Written instruction:
Print out every line, exactly as written.

____ Listing

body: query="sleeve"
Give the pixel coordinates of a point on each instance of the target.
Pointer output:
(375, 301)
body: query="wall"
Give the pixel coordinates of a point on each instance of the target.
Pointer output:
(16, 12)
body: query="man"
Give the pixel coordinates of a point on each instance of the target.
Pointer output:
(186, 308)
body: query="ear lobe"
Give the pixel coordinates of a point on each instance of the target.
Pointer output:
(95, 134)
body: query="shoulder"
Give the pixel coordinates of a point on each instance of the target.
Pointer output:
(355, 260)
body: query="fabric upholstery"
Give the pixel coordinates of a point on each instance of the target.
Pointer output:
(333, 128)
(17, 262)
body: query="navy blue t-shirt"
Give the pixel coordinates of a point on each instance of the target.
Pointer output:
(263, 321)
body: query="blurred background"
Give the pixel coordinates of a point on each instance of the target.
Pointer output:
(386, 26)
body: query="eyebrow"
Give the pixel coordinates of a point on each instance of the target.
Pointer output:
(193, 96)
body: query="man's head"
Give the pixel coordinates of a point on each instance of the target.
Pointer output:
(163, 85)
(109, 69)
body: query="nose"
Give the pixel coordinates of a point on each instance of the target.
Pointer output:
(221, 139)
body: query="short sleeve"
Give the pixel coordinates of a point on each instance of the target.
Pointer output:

________

Response to the exercise:
body: query="sleeve"
Give the pixel coordinates of a point on each instance of the target.
Pointer output:
(375, 301)
body: query="wall"
Give the pixel coordinates of a point on each instance of the target.
Pointer output:
(16, 12)
body: query="man"
Give the pixel coordinates of a point on each instance of the target.
Pointer output:
(186, 308)
body: query="ear lobe"
Give the pixel coordinates of a point on each instance of the target.
Pointer output:
(95, 134)
body: query="shoulder"
Give the pixel coordinates of a point on each instance of the target.
Pointer output:
(355, 260)
body: query="fabric upholstery"
Give the pixel coordinates of a point on each instance of the target.
Pointer output:
(333, 128)
(17, 262)
body: query="navy blue t-shirt"
Give the pixel coordinates of a point on each instance of the target.
Pointer output:
(263, 321)
body: query="blurred background"
Give the pixel coordinates of a point on each instance of the target.
Pointer output:
(386, 26)
body: query="eyebrow"
Give the pixel coordinates of a point on each instance of the target.
Pointer output:
(193, 96)
body: query="man's head"
Give the pixel coordinates of a point on each instance of the target.
Pointer output:
(163, 85)
(109, 69)
body: query="nose"
Give the pixel coordinates of a point on each instance of the target.
Pointer output:
(221, 139)
body: query="short sleeve"
Give the pixel coordinates of a point on each instance of the target.
Pointer output:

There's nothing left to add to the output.